**DOCUMENT**
☆ ☆ ☆
In Canada we’re about to enter our fifth year of Conservative (AKA “Tory”) minority government under Prime Minister Stephen Harper. They’ve been uninspiring and not terribly likable, but reasonably competent; enough to stay out of real trouble with the voters. I’m no Tory but I’ve mostly been “well, whatever”. No longer; it’s time to bounce these bozos and see if we can do better.

Harper’s posse have pushed my hot buttons four separate times in the last few weeks; any one of these might’ve been enough to flip me into toss-the-turkeys mode. First, at the recent Copenhagen summit, we were clearly Part Of The Problem not the solution. Even at the symbolic level; apparently Canada missed the opening plenary. What kind of amateurish BS is that?

Second, when the “Yes Men” took a satiric cheap shot at Canada’s Copenhagen underperformance, the Tories reacted with image control as in censorship. This is low-rent bullying pure and simple, which as a side-effect nuked 4,500 innocent Web sites. Is this the kind of country I want to be a citizen of?
☆ ☆ ☆
**EXERCISE INPUT**
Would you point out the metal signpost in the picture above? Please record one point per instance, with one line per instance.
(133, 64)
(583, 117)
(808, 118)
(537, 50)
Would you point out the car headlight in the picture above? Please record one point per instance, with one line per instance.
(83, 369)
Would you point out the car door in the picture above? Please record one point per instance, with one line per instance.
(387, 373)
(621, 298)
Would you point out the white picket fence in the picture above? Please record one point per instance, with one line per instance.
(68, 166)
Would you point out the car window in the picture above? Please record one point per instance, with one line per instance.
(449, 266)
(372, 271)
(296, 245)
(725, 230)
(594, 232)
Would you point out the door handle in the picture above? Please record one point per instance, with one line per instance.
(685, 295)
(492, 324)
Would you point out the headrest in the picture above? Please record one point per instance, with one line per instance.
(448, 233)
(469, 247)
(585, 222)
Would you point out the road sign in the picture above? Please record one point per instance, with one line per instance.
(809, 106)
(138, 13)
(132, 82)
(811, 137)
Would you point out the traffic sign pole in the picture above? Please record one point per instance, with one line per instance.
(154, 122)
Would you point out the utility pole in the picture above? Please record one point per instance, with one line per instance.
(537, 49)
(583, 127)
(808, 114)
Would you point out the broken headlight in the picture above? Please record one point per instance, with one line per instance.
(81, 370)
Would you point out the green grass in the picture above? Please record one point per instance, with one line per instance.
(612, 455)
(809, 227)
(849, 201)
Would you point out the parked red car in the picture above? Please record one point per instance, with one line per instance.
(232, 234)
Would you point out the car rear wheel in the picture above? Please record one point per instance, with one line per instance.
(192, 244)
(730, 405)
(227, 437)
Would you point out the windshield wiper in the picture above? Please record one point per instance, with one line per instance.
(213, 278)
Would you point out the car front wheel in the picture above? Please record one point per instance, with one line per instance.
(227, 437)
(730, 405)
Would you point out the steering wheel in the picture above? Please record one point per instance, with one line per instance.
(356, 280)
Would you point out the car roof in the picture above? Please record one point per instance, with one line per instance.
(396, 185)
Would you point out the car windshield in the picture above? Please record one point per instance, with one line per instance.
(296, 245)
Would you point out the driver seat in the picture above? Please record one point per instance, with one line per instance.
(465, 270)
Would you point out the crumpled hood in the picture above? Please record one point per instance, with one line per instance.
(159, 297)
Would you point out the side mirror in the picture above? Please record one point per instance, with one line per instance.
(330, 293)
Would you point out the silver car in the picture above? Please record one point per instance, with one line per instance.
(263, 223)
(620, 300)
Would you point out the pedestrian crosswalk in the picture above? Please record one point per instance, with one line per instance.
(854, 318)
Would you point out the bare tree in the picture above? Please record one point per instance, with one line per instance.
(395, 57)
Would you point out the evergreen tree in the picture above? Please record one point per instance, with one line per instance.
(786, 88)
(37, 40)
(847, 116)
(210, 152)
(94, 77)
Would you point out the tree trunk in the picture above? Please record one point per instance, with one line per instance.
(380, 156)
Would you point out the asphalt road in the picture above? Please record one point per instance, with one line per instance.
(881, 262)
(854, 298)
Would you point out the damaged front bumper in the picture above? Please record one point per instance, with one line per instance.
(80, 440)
☆ ☆ ☆
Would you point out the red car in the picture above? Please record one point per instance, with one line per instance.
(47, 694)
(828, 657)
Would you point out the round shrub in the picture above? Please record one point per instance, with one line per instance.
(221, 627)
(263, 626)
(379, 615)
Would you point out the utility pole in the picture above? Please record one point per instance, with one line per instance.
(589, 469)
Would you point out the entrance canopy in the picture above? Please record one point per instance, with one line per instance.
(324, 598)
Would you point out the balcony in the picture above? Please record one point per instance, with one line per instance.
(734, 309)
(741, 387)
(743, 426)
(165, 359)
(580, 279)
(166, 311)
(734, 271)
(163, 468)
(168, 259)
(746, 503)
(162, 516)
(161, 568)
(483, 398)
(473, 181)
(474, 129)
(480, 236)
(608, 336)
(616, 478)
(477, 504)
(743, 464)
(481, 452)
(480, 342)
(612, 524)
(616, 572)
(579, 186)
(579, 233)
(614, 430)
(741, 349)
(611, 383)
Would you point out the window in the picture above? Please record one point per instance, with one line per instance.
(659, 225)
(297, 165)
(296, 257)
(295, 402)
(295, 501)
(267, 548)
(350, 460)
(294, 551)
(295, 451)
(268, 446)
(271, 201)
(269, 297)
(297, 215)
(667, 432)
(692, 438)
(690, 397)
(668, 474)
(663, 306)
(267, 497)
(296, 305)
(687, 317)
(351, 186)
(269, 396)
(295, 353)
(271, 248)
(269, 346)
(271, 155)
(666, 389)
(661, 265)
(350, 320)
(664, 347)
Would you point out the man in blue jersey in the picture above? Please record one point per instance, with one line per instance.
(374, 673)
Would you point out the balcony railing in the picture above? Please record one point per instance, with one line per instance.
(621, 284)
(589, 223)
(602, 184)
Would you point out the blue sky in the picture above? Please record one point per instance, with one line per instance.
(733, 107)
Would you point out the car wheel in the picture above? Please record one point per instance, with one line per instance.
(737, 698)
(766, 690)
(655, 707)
☆ ☆ ☆
**REQUIRED ACTIONS**
(1) Write out the passage of the post on Canada's Conservative government starting with "Second, when the" and going on through "a citizen of?".
(2) Extract every line of the rows that contains the word "windshield".
The post and the rows are unrelated to each other.

**SOLUTIONS TO EACH TASK**
(1)
Second, when the “Yes Men” took a satiric cheap shot at Canada’s Copenhagen underperformance, the Tories reacted with image control as in censorship. This is low-rent bullying pure and simple, which as a side-effect nuked 4,500 innocent Web sites. Is this the kind of country I want to be a citizen of?

(2)
Would you point out the windshield wiper in the picture above? Please record one point per instance, with one line per instance.
Would you point out the car windshield in the picture above? Please record one point per instance, with one line per instance.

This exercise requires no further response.